# [Kutipan Bacaan]

Seperti halnya kaum laki-laki, wanita pun bertanggungjawab atas agama, akidah, dan ibadahnya. Mereka wajib mengetahui hukum-hukum tentang halal dan haram, serta mampu membedakan antara kebenaran dan kebatilan.
Oleh karenanya, kita bisa menyaksikan banyak Shahabiyah yang berinisiatif mencari ilmu, memprioritaskan diri mereka untuk mendapatkan berbagai pelajaran. Sedemikian tingginya perhatian dan aktivitas mereka dalam menuntut ilmu. Terlebih lagi ketika kita membuka lembaran-lembaran sejarah Ummahatul Mukminin, kita mendapatkan mereka memiliki kapabilitas keilmuan yang tinggi dan banyak meriwayatkan hadits Nabi Muhammad. Mereka juga menjadi referensi penting atas berbagai pertanyaan sahabat beliau. Yang terdepan di antara mereka adalah Ummul Mukminin Aisyah Radhiyallahu 'Anha.
Diriwayatkan dari Urwah bin Az-Zubair, dia berkata, “Aku tidak mendapatkan seorang wanita yang lebih mengetahui Al-Qur’an, kewajiban agama, fikih, kedokteran, dan syair daripada Aisyah.”(Diriwayatkan Al-Hakim di dalam Al-Mustadrak, 11/4, dan Ath-Thabarani di dalam Al-Kabir, 23/182)
Riwayat tersebut memotivasi para muslimah untuk mempelajari beragam ilmu bermanfaat, menghafal Al-Quran, mentadaburi makna-maknanya, sehingga memicu mereka untuk konsisten dalam beragama, beretika, dan memberi manfaat kepada masyarakat sekitar.

# [Tugas Anda]
Ketik ulang bagian kutipan tentang wanita menuntut ilmu, mulai dari "Seperti halnya kaum" sampai "kebenaran dan kebatilan.", tanpa mengubah satu kata pun.

# [Data Tersedia]
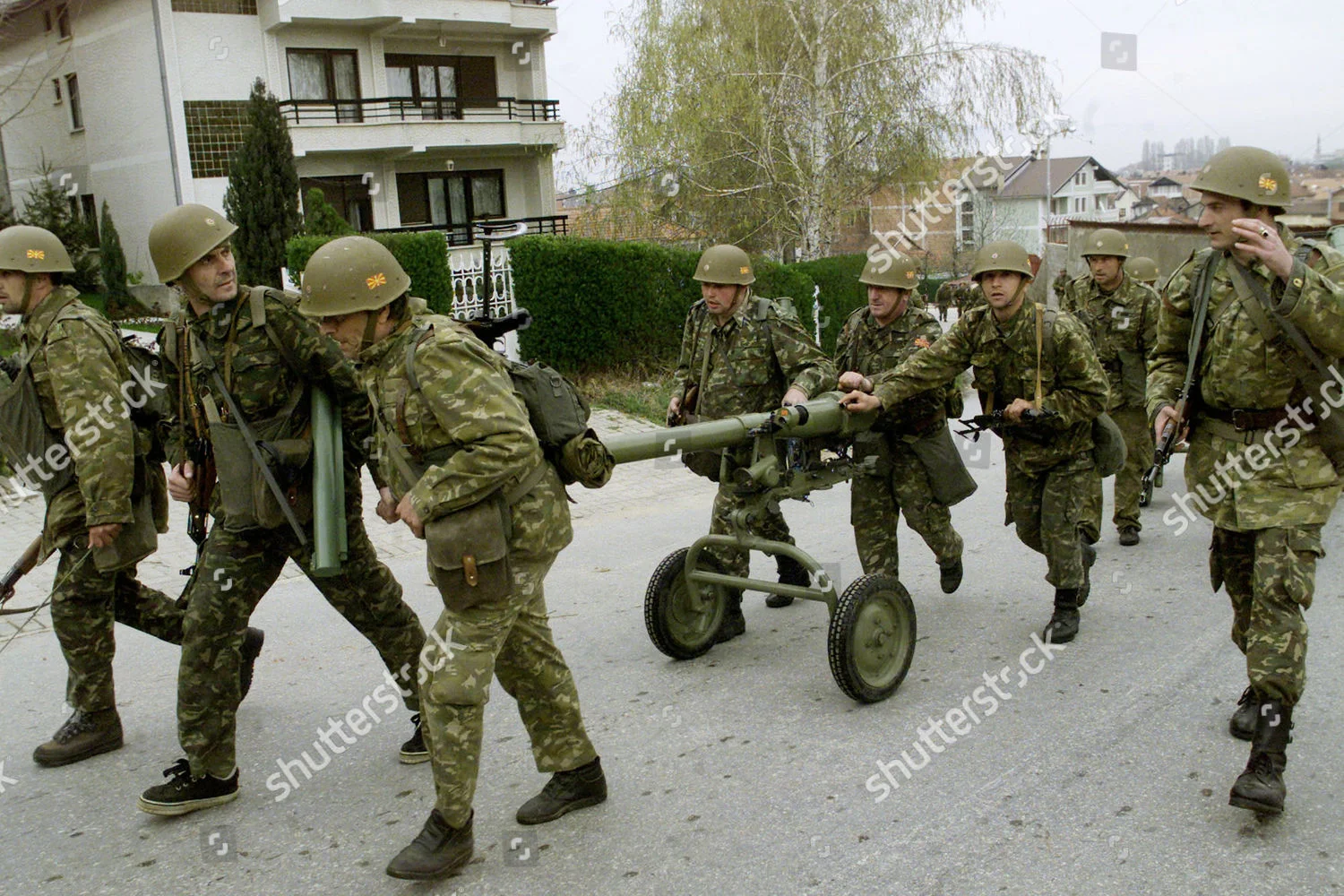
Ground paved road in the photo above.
[0,415,1344,896]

# [Jawaban Latihan]
Seperti halnya kaum laki-laki, wanita pun bertanggungjawab atas agama, akidah, dan ibadahnya. Mereka wajib mengetahui hukum-hukum tentang halal dan haram, serta mampu membedakan antara kebenaran dan kebatilan.